## Text provided
□ □ □ □ □ □ □

Could there be a common experience that divides women more than childbirth? No two labours are ever the same, yet each one is such a momentous event that decades later mothers - grandmothers – relish the telling and retelling of their stories. After all, we are the experts.

I confess then, that when I go to meet Michel Odent, the controversial London-based French obstetrician, author, pioneer and agent provocateur, I am rather looking forward to dusting down my own Hieronymus Bosch-hellish anecdotes of extreme birthing, NHS-style.

The 84-year-old has just written a book entitled: Do We Need Midwives?, out this week, in which he avers that increased medicalisation means women are losing the ability to give birth, to the potential detriment of humankind.

Odent has made it his life’s work to test and push boundaries. His years in charge of a maternity unit in Paris and his subsequent establishment of the Primal Health Research Centre in London saw him introduce ground-breaking ideas that are now received wisdoms.

It was he who promoted the idea of water births and low tech birthing suites, skin-to-skin contact after birth and the instigation of breastfeeding within the first hour.

□ □ □ □ □ □ □

## Raw data

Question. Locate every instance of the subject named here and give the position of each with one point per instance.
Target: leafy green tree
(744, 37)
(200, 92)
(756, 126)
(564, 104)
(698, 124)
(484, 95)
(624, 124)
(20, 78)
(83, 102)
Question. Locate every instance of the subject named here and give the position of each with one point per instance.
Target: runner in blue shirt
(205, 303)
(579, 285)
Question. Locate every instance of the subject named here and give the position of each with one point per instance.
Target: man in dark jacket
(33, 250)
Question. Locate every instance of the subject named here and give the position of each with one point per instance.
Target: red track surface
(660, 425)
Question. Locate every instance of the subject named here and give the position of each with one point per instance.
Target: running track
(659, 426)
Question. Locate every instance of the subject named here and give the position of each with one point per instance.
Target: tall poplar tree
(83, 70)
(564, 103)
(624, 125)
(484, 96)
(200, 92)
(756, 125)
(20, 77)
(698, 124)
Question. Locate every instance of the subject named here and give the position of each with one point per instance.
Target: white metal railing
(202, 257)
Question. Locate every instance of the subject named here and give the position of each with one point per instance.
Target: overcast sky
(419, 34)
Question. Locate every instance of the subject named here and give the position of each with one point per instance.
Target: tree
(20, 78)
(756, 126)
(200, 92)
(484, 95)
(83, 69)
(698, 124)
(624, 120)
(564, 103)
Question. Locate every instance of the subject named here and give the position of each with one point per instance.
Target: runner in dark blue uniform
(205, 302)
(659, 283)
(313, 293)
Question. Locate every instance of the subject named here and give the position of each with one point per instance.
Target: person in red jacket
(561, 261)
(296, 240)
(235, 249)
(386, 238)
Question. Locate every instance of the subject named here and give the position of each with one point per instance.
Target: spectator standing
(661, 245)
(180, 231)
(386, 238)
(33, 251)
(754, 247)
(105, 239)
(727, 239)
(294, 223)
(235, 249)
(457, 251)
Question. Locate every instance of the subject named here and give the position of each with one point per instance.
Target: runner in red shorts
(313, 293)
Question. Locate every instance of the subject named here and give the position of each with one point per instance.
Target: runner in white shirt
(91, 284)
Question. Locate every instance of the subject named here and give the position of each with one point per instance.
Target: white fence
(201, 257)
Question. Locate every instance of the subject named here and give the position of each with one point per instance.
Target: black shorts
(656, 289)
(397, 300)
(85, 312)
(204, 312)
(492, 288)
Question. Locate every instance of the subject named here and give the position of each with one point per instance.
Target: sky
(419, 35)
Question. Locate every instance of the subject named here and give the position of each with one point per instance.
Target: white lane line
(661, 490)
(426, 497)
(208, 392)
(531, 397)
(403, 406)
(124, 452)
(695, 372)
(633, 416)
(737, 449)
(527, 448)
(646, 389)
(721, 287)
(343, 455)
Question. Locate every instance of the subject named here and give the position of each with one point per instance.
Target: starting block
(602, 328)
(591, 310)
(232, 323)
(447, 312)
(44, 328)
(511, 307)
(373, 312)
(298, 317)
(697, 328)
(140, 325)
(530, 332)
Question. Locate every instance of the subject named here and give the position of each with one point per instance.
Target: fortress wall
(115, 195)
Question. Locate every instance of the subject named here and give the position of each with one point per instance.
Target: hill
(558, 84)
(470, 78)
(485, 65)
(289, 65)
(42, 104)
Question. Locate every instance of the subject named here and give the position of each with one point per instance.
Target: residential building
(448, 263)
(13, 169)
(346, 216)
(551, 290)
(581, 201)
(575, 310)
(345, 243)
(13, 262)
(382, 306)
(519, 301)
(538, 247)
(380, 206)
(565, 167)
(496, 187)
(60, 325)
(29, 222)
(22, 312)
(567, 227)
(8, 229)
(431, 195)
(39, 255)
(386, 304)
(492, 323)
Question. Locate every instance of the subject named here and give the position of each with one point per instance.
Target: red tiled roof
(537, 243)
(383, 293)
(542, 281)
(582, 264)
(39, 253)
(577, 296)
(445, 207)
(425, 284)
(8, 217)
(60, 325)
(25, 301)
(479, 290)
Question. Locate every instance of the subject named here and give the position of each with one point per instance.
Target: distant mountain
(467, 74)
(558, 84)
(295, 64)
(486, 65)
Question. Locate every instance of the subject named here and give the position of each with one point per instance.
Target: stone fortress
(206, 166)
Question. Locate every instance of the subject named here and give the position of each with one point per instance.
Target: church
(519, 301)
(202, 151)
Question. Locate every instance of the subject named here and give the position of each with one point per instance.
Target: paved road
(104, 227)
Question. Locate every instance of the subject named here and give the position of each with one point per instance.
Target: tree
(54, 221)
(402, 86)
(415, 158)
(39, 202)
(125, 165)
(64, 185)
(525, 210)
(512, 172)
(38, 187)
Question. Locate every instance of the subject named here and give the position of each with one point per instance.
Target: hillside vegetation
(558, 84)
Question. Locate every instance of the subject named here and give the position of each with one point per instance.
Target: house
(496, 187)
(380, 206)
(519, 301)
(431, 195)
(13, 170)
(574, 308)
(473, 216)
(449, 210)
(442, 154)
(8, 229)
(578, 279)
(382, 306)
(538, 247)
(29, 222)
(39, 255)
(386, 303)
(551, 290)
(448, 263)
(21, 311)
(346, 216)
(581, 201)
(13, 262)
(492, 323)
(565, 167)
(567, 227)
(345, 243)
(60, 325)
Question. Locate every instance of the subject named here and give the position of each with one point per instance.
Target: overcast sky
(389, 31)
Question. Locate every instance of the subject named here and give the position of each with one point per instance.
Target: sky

□ □ □ □ □ □ □

## Task brief
Reproduce the full piece on Michel Odent and childbirth above, word for word and with nothing left out.

## Expected answer
Could there be a common experience that divides women more than childbirth? No two labours are ever the same, yet each one is such a momentous event that decades later mothers - grandmothers – relish the telling and retelling of their stories. After all, we are the experts.

I confess then, that when I go to meet Michel Odent, the controversial London-based French obstetrician, author, pioneer and agent provocateur, I am rather looking forward to dusting down my own Hieronymus Bosch-hellish anecdotes of extreme birthing, NHS-style.

The 84-year-old has just written a book entitled: Do We Need Midwives?, out this week, in which he avers that increased medicalisation means women are losing the ability to give birth, to the potential detriment of humankind.

Odent has made it his life’s work to test and push boundaries. His years in charge of a maternity unit in Paris and his subsequent establishment of the Primal Health Research Centre in London saw him introduce ground-breaking ideas that are now received wisdoms.

It was he who promoted the idea of water births and low tech birthing suites, skin-to-skin contact after birth and the instigation of breastfeeding within the first hour.